• _RECORDS SHOWN_:
— start —
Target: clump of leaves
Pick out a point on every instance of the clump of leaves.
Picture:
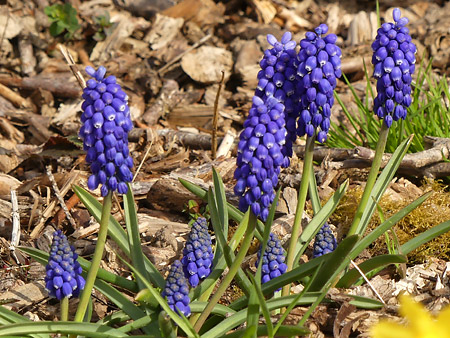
(104, 26)
(63, 18)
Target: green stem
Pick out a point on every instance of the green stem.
(302, 193)
(247, 241)
(96, 259)
(373, 174)
(64, 309)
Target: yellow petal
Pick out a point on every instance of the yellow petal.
(443, 320)
(416, 314)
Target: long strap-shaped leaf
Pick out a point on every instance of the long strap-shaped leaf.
(42, 257)
(110, 292)
(381, 185)
(83, 329)
(134, 239)
(116, 232)
(9, 317)
(183, 323)
(319, 219)
(376, 262)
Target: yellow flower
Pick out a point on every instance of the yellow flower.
(420, 323)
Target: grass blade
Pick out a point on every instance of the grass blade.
(116, 232)
(134, 239)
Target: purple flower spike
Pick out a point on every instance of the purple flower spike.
(393, 60)
(197, 253)
(106, 123)
(317, 80)
(324, 242)
(177, 290)
(273, 259)
(63, 272)
(270, 128)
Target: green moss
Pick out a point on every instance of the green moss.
(432, 212)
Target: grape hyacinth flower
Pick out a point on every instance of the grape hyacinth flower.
(105, 125)
(266, 141)
(177, 290)
(63, 277)
(273, 259)
(318, 70)
(394, 63)
(197, 253)
(277, 78)
(324, 242)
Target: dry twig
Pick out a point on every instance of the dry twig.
(216, 118)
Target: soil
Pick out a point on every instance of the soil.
(170, 57)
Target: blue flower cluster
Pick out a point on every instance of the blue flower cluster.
(263, 147)
(319, 67)
(177, 289)
(197, 253)
(63, 272)
(105, 125)
(394, 63)
(273, 259)
(324, 242)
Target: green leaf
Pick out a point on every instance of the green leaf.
(183, 323)
(10, 317)
(83, 329)
(262, 330)
(165, 325)
(238, 318)
(233, 212)
(42, 257)
(134, 239)
(56, 28)
(116, 232)
(120, 300)
(381, 185)
(371, 264)
(331, 267)
(230, 257)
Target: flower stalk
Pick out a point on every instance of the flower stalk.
(96, 259)
(303, 191)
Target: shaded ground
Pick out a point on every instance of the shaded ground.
(169, 60)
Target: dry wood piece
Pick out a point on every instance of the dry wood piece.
(166, 101)
(59, 86)
(15, 98)
(49, 210)
(57, 192)
(206, 64)
(265, 9)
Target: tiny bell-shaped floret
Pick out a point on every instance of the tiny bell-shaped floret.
(63, 272)
(106, 122)
(272, 259)
(319, 67)
(394, 63)
(324, 242)
(197, 253)
(176, 290)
— end —
• _WHAT TO PRODUCE_:
Exactly reproduce each record, leaving out any pictures.

• _THE COMPLETED TASK_:
Target: clump of leaves
Pick out a point on every instance of the clump of leaves.
Picture:
(104, 26)
(63, 18)
Target: green stem
Pick out a point on every instance of the green stem.
(302, 193)
(247, 241)
(96, 259)
(373, 174)
(64, 309)
Target: yellow petal
Pick out a point on every instance of the yellow petal.
(443, 320)
(416, 314)
Target: long strap-shaped leaf
Pick out a point on every instance of the long strap-shaped leaf.
(42, 257)
(110, 292)
(381, 185)
(83, 329)
(134, 239)
(116, 232)
(9, 317)
(183, 323)
(319, 219)
(376, 262)
Target: yellow flower
Pick out a point on every instance of the yellow flower.
(420, 323)
Target: grass blade
Pick out a point on every instance of the grass blade.
(116, 232)
(134, 239)
Target: purple flower spike
Pick out a point on every instance of the purple flower spike.
(393, 60)
(197, 253)
(106, 123)
(317, 80)
(324, 242)
(177, 290)
(273, 259)
(63, 272)
(270, 128)
Target: green moss
Pick out a point on every instance of the green moss.
(432, 212)
Target: grape hyacinth flower
Pick out a point on every instance of the grape hyacinth flower.
(105, 125)
(266, 141)
(177, 290)
(63, 277)
(273, 259)
(318, 70)
(394, 63)
(197, 253)
(277, 78)
(324, 242)
Target: dry twig
Pick out a point on every instance of the dry twig.
(216, 118)
Target: soil
Pick out a point on every instance of the soil.
(170, 57)
Target: blue flower cluster
Pick out a point on every instance of the blue flower cluster.
(263, 147)
(319, 67)
(177, 289)
(197, 253)
(63, 272)
(105, 125)
(394, 63)
(273, 259)
(324, 242)
Target: green leaf
Pick out a point on every instance of the green leaf.
(183, 323)
(10, 317)
(83, 329)
(262, 330)
(165, 325)
(238, 318)
(233, 212)
(42, 257)
(134, 239)
(56, 28)
(116, 232)
(120, 300)
(381, 185)
(371, 264)
(331, 267)
(230, 257)
Target: flower stalk
Pick out a point on every instance of the flower stalk.
(96, 259)
(303, 191)
Target: shaded ground
Pick out a point on every instance of the shaded ground.
(169, 60)
Target: dry wood piece
Pick out a point on every instance of the dry wood piece.
(166, 101)
(59, 86)
(15, 98)
(49, 210)
(57, 192)
(206, 64)
(265, 9)
Target: tiny bell-shaped floret
Pick out a point on every instance of the tiny bell-shaped floret.
(63, 272)
(106, 122)
(272, 259)
(319, 67)
(394, 63)
(324, 242)
(197, 253)
(176, 290)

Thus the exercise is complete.